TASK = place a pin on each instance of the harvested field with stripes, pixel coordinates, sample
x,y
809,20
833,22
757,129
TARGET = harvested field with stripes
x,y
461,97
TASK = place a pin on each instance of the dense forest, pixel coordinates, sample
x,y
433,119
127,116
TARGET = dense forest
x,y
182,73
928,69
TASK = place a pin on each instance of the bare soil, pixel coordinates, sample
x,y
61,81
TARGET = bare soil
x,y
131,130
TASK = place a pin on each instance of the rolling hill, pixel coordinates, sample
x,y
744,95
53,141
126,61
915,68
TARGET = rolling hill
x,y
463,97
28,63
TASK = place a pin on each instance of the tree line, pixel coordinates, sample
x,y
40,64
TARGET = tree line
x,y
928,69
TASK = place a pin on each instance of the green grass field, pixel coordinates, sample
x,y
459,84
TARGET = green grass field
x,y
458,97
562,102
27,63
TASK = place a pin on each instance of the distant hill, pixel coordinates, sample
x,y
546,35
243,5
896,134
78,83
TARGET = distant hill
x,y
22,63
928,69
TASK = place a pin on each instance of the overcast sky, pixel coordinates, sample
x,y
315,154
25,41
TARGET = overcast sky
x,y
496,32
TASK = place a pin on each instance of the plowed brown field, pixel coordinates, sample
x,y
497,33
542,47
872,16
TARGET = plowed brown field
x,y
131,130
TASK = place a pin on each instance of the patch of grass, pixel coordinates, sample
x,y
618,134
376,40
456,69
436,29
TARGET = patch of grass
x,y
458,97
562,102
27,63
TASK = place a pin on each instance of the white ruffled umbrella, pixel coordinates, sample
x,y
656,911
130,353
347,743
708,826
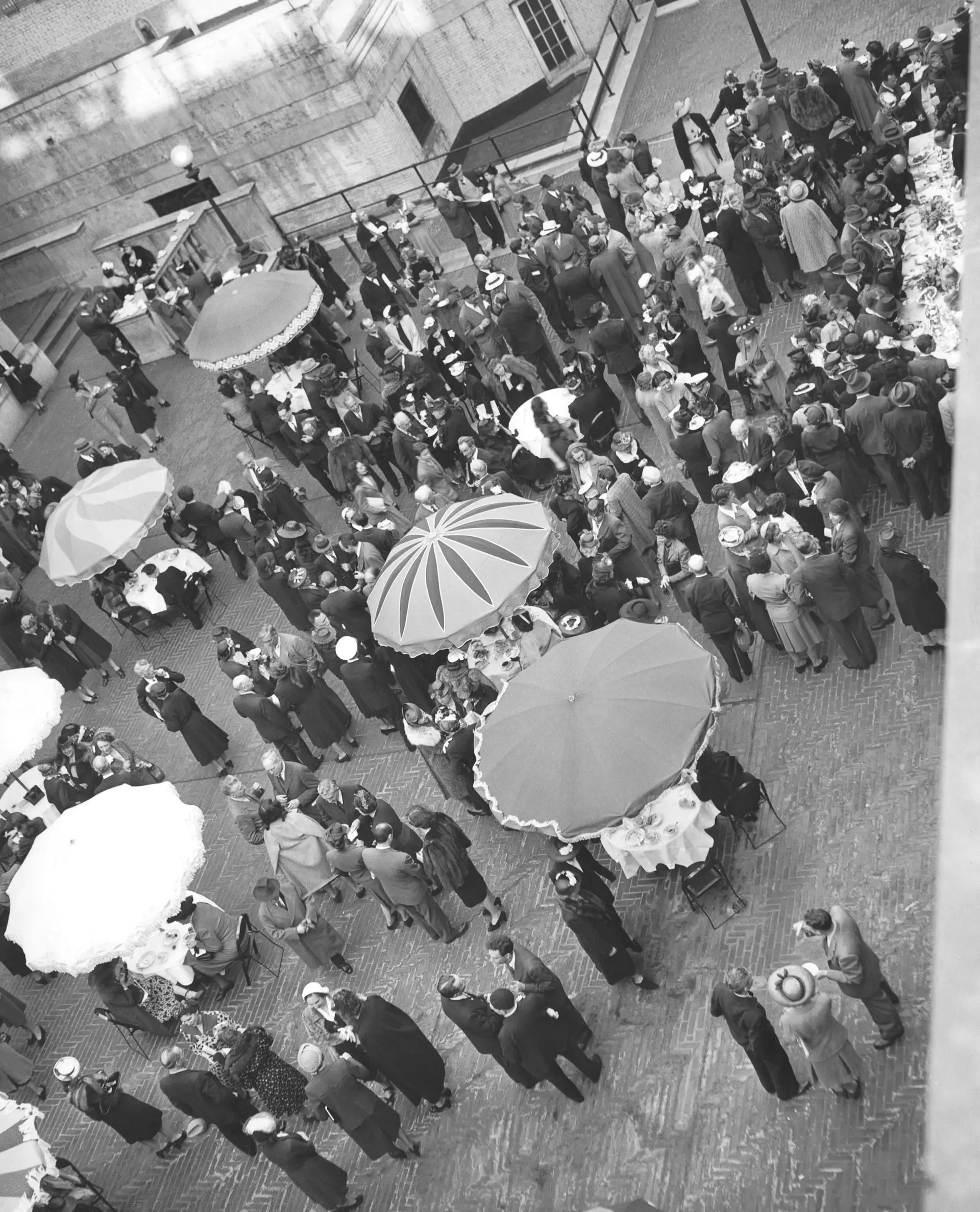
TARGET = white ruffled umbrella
x,y
30,709
101,879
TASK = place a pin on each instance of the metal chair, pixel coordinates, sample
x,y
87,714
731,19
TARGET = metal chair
x,y
699,879
247,938
125,1029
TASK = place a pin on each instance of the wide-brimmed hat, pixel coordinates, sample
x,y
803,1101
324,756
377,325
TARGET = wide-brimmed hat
x,y
641,610
732,536
858,381
792,986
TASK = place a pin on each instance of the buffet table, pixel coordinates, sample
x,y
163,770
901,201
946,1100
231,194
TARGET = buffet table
x,y
933,243
669,832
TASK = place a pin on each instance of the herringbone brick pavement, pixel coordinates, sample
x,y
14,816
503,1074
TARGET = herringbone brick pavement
x,y
850,760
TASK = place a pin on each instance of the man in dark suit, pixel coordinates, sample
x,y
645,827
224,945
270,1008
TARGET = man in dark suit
x,y
347,610
909,438
855,969
522,330
689,447
715,608
756,448
533,1035
404,881
529,974
472,1013
178,590
199,1095
743,260
205,521
826,582
670,501
614,344
751,1029
271,723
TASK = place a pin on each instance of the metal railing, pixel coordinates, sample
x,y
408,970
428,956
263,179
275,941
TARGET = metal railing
x,y
330,214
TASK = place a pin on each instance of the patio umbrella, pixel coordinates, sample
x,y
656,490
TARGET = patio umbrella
x,y
24,1158
100,880
252,317
596,728
102,518
460,571
30,709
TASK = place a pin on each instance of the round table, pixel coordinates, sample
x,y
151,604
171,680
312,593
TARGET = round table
x,y
12,800
675,835
141,590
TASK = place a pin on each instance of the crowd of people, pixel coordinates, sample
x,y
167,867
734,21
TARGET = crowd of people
x,y
632,288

□ □ □

Give every line of the records above as a numbered list, leaving out blank lines and the pictures.

The output
1. TASK = place a pin on each instance of the harvested field with stripes, pixel coordinates, sample
2. x,y
3. 809,20
4. 833,22
5. 757,129
6. TARGET = harvested field with stripes
7. x,y
8. 461,97
9. TASK = place a pin on each instance of the dense forest, pixel coordinates, sample
10. x,y
11. 433,119
12. 127,116
13. TARGET = dense forest
14. x,y
15. 182,73
16. 928,69
17. TASK = place a pin on each instance of the bare soil, pixel coordinates, sample
18. x,y
19. 61,81
20. TARGET = bare soil
21. x,y
22. 131,130
23. TASK = place a pin on each instance of the rolling hill, pixel coordinates, sample
24. x,y
25. 744,95
26. 53,141
27. 126,61
28. 915,68
29. TARGET = rolling hill
30. x,y
31. 463,97
32. 28,63
33. TASK = place a pin on each instance of the tree line, pixel coordinates, sample
34. x,y
35. 40,64
36. TARGET = tree line
37. x,y
38. 928,69
39. TASK = place a pin on each instance of the green grass field, pixel coordinates, sample
40. x,y
41. 459,84
42. TARGET = green grass field
43. x,y
44. 458,97
45. 562,102
46. 27,63
47. TASK = place a pin on each instance of the distant hill, pixel coordinates, sample
48. x,y
49. 546,35
50. 243,5
51. 896,134
52. 78,83
53. TARGET = distant hill
54. x,y
55. 22,63
56. 928,69
57. TASK = place a pin on each instance of the overcast sky, pixel coordinates, sample
58. x,y
59. 315,154
60. 25,41
61. TARGET = overcast sky
62. x,y
63. 496,32
64. TASK = place a pin on each instance of the plowed brown field, pixel coordinates, sample
65. x,y
66. 497,33
67. 542,47
68. 872,16
69. TARGET = plowed brown field
70. x,y
71. 131,130
72. TASK = place a pin on each instance of the patch of grass, pixel coordinates, sample
73. x,y
74. 618,134
75. 376,40
76. 456,69
77. 436,29
78. TARGET = patch of grass
79. x,y
80. 458,97
81. 562,102
82. 27,63
83. TASK = place a pin on each instance of the white ruffled umbrella, pixel coordinates, sample
84. x,y
85. 656,911
86. 130,353
87. 347,743
88. 708,826
89. TARGET = white ruffled umbrella
90. x,y
91. 30,709
92. 101,879
93. TASK = place a pin on each instance of the metal chair, pixel coordinates, sample
94. x,y
95. 87,714
96. 731,19
97. TARGET = metal chair
98. x,y
99. 699,879
100. 247,938
101. 125,1029
102. TASK = place a pin on each instance of the wide-brimmed hat, pixel coordinates, sample
103. x,y
104. 803,1101
105. 324,756
106. 377,325
107. TARGET = wide-brimmed hat
108. x,y
109. 641,610
110. 732,536
111. 858,381
112. 792,986
113. TASK = place a pin on each instance of the buffet table, pixel coordinates, sample
114. x,y
115. 163,770
116. 901,201
117. 946,1100
118. 231,194
119. TARGET = buffet table
120. x,y
121. 933,243
122. 669,832
123. TASK = place a pin on each instance of the herringbone brick pavement, pixel coordinates, sample
124. x,y
125. 14,816
126. 503,1074
127. TARGET = herringbone brick pavement
128. x,y
129. 850,760
130. TASK = place a pin on each instance of the man in dark suit, pixel coordinates, sample
131. x,y
132. 645,827
133. 224,945
134. 270,1008
135. TARGET = man in dark suit
136. x,y
137. 347,610
138. 909,438
139. 855,969
140. 522,330
141. 689,447
142. 715,608
143. 756,448
144. 533,1035
145. 404,881
146. 529,974
147. 472,1013
148. 178,590
149. 199,1095
150. 743,260
151. 205,521
152. 826,582
153. 670,501
154. 614,344
155. 751,1029
156. 271,723
157. TASK = place a pin on each instance of the metal railing, pixel coordinates, sample
158. x,y
159. 408,970
160. 428,956
161. 263,179
162. 275,941
163. TARGET = metal railing
164. x,y
165. 330,214
166. TASK = place a pin on each instance of the patio umbrella, pixel coordinates, sample
167. x,y
168. 656,490
169. TARGET = patio umbrella
170. x,y
171. 24,1158
172. 100,880
173. 252,317
174. 596,728
175. 102,518
176. 460,571
177. 30,709
178. TASK = place a pin on each instance of the round table, pixel coordinates, sample
179. x,y
180. 151,604
181. 171,680
182. 312,593
183. TARGET = round table
184. x,y
185. 12,800
186. 675,835
187. 141,590
188. TASK = place a pin on each instance of the crowd of people, pixel coordinates, sample
189. x,y
190. 167,867
191. 734,21
192. TARGET = crowd of people
193. x,y
194. 632,288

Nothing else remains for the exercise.